** Prompt **
Only an exact repetition of the lines from the one that holds "Target: red mulch" to the end of the records is wanted.

** Excerpts from a dataset **
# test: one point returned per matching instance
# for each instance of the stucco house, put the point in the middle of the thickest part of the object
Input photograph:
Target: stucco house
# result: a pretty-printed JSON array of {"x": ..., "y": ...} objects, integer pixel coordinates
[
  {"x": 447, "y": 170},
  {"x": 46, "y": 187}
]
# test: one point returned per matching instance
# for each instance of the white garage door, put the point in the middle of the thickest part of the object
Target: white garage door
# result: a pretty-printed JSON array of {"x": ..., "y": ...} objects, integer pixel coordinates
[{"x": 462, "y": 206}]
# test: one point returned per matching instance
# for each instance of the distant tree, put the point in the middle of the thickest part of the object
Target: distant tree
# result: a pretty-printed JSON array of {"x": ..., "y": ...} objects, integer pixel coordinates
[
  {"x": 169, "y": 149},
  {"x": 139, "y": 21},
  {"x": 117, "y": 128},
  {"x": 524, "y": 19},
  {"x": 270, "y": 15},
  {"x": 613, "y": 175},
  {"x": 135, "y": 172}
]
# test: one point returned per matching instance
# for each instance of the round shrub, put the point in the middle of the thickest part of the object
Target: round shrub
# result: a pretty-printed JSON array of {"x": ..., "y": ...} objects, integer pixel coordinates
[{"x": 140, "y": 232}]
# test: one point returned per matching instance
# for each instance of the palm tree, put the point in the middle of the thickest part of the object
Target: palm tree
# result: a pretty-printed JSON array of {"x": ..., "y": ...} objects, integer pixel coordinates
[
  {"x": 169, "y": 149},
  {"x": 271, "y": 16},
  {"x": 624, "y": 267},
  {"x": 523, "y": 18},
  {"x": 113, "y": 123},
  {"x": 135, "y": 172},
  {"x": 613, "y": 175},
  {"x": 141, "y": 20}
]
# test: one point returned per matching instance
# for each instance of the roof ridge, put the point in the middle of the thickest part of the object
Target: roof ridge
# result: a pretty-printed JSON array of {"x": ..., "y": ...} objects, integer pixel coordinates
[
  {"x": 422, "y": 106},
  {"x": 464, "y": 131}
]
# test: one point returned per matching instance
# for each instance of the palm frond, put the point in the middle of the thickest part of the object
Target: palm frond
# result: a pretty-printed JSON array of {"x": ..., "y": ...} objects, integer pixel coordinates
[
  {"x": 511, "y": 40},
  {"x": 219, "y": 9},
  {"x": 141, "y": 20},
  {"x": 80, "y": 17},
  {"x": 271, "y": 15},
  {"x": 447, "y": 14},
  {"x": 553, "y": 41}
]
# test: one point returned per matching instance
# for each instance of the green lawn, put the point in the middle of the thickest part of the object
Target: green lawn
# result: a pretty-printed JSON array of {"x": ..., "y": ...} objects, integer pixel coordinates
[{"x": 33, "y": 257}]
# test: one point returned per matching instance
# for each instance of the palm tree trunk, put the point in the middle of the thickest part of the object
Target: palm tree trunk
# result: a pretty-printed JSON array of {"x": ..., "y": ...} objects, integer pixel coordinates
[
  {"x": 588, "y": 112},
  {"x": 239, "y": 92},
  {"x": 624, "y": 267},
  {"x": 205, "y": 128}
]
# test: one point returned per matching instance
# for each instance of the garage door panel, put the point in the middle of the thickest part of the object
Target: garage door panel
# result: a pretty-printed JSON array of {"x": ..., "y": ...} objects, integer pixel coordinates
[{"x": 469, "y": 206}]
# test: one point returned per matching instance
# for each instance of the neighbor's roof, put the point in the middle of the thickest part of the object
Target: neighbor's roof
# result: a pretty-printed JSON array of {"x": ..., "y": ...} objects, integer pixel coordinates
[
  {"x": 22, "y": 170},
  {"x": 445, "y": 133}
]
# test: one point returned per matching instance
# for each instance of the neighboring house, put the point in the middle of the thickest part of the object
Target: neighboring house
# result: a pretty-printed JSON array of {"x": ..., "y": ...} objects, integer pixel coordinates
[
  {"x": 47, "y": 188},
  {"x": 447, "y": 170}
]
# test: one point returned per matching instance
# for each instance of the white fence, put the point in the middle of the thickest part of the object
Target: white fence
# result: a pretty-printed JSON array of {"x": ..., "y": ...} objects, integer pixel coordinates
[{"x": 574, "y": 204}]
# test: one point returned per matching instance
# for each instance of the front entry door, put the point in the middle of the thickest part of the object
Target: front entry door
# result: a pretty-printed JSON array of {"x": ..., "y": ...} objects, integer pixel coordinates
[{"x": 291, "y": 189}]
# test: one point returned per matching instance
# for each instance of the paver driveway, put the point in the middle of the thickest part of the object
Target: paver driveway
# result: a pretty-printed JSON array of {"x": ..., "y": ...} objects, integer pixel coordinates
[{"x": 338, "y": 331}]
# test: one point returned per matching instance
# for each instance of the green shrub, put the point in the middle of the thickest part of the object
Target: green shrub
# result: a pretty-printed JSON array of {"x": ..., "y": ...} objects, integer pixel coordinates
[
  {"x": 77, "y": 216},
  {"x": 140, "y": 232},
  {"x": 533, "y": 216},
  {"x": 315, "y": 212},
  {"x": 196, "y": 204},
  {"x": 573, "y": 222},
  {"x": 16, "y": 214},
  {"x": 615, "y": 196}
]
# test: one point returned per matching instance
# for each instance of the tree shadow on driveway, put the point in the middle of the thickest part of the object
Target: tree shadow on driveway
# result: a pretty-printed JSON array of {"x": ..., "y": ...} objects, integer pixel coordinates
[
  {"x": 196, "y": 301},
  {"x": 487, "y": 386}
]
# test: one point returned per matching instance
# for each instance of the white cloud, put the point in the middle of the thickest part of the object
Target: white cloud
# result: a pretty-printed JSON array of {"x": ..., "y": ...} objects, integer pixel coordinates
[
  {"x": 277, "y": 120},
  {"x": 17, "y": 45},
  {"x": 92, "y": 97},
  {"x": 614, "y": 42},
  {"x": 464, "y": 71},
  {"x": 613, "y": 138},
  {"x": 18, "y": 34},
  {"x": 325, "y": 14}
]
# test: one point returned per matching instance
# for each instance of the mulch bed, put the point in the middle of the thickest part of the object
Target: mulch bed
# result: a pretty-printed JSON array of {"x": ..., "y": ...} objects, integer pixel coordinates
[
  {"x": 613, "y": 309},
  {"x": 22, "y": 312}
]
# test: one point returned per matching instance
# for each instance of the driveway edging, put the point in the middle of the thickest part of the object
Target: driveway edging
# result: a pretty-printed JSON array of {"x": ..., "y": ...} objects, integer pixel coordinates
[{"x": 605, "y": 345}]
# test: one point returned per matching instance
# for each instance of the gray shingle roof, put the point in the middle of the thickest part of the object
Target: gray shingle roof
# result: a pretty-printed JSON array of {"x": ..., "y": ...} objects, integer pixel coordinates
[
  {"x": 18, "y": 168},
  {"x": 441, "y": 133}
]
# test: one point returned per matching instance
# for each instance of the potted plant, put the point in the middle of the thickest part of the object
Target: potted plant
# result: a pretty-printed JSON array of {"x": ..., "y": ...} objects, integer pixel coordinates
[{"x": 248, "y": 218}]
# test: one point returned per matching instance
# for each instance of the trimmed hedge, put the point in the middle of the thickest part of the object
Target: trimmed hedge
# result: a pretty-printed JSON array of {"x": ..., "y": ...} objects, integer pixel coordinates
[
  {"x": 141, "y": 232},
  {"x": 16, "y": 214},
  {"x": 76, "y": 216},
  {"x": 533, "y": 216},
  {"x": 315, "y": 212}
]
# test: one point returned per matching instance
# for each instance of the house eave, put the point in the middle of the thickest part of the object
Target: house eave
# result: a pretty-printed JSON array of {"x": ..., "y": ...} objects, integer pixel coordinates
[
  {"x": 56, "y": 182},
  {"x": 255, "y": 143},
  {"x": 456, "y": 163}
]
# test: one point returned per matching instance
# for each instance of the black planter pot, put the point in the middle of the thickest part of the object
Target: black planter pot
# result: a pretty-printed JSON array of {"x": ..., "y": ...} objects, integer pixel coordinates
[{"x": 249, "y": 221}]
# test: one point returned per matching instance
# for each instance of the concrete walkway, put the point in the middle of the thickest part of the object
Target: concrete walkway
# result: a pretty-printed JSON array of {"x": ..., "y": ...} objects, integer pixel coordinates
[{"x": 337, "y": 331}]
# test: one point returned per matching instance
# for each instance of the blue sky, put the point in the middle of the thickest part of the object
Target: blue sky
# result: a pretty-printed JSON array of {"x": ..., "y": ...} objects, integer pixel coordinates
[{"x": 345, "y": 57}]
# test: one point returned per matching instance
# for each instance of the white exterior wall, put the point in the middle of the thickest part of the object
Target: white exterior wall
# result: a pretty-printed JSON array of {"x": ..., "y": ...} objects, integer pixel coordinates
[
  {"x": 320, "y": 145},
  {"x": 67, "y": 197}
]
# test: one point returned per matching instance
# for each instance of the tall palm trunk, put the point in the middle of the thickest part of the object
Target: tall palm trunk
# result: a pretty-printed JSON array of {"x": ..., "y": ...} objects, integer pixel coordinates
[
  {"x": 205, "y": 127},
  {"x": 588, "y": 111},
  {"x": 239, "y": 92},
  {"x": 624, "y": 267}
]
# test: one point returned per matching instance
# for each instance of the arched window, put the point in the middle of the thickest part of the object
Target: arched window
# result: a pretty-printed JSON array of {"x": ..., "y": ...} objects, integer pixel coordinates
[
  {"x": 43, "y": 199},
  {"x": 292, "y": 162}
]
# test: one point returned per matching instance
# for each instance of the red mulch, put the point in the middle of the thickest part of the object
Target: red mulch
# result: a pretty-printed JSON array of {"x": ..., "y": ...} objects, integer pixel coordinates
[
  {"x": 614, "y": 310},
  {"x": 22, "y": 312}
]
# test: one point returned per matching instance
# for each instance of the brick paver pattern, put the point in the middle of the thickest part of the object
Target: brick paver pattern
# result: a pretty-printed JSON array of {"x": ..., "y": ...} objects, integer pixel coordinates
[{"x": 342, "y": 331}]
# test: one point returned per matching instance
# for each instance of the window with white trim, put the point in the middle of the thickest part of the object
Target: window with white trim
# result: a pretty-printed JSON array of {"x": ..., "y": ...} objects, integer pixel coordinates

** Solution to the exercise **
Target: red mulch
# result: a pretty-printed JSON array of {"x": ..., "y": ...} objects, integer pixel coordinates
[
  {"x": 614, "y": 310},
  {"x": 22, "y": 312}
]
# test: one point returned per matching instance
# for each instance of the brick paver pattern, put the point in the middle of the thickest part of the object
Target: brick paver pattern
# result: a pretty-printed JSON array of {"x": ..., "y": ...} objects, integer pixel coordinates
[{"x": 342, "y": 331}]
# test: one point returned per matching instance
# for each instance of the window with white trim, put the point in the middle of the thickest part of the object
Target: window with white trim
# result: a pretty-printed JSON array of {"x": ..., "y": ...} objects, integer pixel coordinates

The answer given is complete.